**WHAT TO DO:** Copy out the material word for word, everything from the line containing "the white bowl" down to the end of the material, both ends included.

**PROVIDED DATA:**
......

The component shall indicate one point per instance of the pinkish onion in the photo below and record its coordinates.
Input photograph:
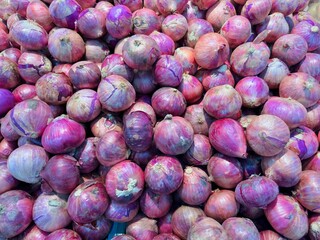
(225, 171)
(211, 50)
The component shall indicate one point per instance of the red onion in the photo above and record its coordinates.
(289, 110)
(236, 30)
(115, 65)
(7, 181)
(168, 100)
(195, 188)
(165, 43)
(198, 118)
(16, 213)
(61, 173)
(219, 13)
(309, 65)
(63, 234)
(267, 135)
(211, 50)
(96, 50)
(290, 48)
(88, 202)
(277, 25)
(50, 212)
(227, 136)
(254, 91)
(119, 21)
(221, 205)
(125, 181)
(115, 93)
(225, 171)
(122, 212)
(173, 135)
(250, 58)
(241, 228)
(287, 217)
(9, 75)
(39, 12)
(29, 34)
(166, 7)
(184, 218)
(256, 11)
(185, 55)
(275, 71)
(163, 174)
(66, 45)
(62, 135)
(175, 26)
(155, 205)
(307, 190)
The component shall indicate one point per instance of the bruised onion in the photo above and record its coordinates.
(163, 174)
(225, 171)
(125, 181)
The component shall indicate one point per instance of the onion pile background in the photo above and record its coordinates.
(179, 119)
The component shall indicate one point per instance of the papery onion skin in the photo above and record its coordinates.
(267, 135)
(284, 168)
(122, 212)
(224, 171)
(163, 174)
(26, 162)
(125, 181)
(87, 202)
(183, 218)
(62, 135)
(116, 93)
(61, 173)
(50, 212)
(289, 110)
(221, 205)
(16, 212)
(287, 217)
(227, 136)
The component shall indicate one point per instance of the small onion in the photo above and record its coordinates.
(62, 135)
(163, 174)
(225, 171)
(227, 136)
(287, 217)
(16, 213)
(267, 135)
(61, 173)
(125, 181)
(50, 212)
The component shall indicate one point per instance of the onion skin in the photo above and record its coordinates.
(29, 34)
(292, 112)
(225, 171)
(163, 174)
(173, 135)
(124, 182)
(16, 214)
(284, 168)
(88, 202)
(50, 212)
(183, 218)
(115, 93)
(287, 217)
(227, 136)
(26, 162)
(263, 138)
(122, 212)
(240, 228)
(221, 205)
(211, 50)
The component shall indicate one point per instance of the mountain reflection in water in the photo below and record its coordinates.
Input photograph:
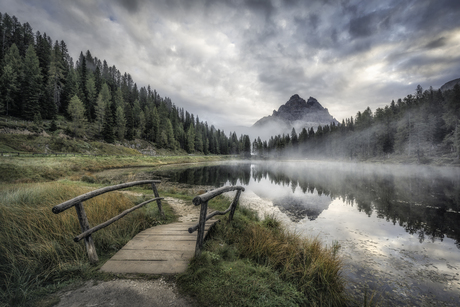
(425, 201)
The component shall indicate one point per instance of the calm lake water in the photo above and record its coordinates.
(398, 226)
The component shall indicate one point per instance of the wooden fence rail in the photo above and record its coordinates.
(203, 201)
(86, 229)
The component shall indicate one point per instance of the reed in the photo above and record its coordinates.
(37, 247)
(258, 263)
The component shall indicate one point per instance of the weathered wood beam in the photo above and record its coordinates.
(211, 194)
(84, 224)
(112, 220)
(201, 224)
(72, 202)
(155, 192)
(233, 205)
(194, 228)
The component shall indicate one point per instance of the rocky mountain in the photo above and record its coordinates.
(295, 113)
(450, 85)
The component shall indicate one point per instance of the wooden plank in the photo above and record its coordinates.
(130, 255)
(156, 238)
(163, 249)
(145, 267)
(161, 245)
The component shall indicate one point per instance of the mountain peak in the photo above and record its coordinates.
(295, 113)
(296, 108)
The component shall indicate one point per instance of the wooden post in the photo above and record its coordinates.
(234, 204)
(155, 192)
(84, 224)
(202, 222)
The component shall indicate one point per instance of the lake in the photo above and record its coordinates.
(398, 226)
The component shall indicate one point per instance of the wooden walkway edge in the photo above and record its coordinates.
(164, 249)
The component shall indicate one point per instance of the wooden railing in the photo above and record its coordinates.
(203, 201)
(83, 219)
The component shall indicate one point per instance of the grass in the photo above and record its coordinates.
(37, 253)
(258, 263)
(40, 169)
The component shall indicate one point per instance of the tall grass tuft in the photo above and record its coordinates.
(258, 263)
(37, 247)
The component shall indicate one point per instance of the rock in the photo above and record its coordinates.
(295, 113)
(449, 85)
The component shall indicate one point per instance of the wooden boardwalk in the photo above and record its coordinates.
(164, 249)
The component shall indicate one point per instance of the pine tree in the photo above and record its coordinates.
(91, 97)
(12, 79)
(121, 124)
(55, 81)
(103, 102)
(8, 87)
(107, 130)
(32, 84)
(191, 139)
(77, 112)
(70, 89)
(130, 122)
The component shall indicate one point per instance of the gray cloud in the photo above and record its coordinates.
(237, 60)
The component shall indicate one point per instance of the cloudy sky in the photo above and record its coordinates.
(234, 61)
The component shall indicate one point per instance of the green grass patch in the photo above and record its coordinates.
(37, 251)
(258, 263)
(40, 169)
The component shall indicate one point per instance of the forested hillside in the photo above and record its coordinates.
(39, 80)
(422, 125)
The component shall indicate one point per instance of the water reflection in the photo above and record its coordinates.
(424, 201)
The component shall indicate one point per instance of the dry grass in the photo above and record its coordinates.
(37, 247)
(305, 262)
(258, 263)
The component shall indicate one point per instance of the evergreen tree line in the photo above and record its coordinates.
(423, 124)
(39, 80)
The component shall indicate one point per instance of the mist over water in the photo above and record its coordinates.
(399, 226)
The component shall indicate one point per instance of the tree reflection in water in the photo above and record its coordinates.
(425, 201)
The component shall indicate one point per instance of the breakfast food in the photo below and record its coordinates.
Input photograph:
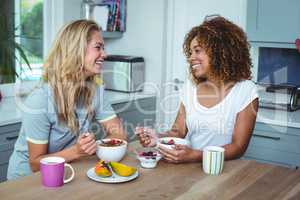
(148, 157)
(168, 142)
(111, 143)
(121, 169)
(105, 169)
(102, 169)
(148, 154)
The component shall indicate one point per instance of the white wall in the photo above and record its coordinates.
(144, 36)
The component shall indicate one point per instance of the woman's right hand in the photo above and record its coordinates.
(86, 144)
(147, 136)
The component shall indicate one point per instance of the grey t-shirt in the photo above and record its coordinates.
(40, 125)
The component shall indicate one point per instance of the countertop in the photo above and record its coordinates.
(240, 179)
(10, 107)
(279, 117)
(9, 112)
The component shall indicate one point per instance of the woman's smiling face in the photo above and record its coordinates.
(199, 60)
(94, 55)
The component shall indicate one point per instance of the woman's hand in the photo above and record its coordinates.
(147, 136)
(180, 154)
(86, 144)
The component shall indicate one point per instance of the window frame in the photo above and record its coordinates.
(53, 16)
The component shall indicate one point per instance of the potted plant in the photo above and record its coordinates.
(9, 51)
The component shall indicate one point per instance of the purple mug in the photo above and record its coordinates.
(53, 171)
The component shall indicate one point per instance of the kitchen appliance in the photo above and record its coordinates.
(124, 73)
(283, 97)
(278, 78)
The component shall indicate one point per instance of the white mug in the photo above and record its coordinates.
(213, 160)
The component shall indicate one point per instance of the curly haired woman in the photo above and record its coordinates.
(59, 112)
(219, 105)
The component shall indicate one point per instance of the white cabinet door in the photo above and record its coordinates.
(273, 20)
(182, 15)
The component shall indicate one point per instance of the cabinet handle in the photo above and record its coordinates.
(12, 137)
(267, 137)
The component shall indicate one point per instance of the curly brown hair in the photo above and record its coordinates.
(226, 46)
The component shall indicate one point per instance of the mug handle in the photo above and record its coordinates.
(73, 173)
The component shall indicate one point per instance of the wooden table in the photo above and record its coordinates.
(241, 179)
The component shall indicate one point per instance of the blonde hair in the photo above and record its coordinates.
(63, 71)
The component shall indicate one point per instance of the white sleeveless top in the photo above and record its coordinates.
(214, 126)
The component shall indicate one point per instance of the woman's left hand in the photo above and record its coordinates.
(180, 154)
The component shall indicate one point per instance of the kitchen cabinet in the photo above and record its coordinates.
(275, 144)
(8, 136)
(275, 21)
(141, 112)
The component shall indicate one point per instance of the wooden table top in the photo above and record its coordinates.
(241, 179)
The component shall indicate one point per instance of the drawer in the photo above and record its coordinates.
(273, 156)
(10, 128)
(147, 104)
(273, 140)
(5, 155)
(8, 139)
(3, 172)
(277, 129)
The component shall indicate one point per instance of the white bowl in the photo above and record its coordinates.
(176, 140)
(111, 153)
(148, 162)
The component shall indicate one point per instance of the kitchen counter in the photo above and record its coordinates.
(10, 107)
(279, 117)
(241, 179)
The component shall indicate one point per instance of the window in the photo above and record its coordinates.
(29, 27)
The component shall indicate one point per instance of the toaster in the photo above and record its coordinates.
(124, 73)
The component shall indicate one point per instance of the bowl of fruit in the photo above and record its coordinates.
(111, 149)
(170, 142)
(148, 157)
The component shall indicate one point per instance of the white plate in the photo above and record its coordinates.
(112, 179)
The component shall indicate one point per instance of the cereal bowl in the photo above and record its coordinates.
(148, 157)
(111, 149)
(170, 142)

......

**COMPLETED EXERCISE:**
The component shall indicate one point per instance of the white bowl in the photo above and record its coordinates.
(176, 140)
(111, 153)
(148, 162)
The component shall indicate one point per instance of the kitchen counter in the photo above and record its coordinates.
(10, 107)
(279, 117)
(241, 179)
The component shall indicate one point per instance of the window in the photo above and record its coordinates.
(29, 27)
The component shall indicate one point per instance of the toaster in the photo above and record its coordinates.
(124, 73)
The component shall indicate one point per instance of the bowl of fruit in the photo above and record its coordinates.
(111, 149)
(170, 142)
(148, 157)
The component shall indicate one point per instance of the white plate in the photo above and record its coordinates.
(112, 179)
The component shall indicate one point per instance of the cereal bowl in the photo above and record its coordinates.
(148, 157)
(111, 149)
(170, 142)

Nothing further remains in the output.